Copy the data below, switching "hillside vegetation" to "mountain vegetation" and keeping everything else the same. Omit the pictures.

→ DATASET ROWS:
━━━━━━━━━━━━━━━━━━━━

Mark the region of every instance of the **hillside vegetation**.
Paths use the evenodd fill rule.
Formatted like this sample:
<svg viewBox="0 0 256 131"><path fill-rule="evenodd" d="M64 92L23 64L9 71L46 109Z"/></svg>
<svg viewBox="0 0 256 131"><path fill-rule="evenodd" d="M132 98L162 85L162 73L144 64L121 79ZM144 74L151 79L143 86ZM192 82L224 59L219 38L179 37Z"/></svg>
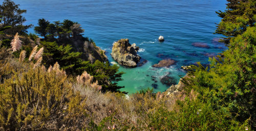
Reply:
<svg viewBox="0 0 256 131"><path fill-rule="evenodd" d="M217 12L216 33L226 37L228 49L210 58L209 67L191 65L183 90L170 97L149 88L120 92L118 66L83 59L76 40L96 45L77 23L39 19L40 39L26 33L26 10L5 0L0 130L255 130L256 2L227 1L226 10Z"/></svg>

━━━━━━━━━━━━━━━━━━━━

→ FINISHED ANSWER:
Mark the region of every instance of the **mountain vegetation**.
Paths use the evenodd fill rule.
Formatted like this sample:
<svg viewBox="0 0 256 131"><path fill-rule="evenodd" d="M64 92L23 64L9 71L46 109Z"/></svg>
<svg viewBox="0 0 256 131"><path fill-rule="evenodd" d="M132 98L162 85L162 73L144 64L121 79ZM144 74L151 79L143 86ZM192 82L224 59L219 38L179 37Z"/></svg>
Reply:
<svg viewBox="0 0 256 131"><path fill-rule="evenodd" d="M217 12L216 33L226 37L228 49L210 58L209 67L191 65L183 90L170 97L149 88L120 92L118 66L83 59L76 40L96 45L77 23L39 19L40 39L26 33L26 10L5 0L0 130L255 130L256 2L227 1L226 10Z"/></svg>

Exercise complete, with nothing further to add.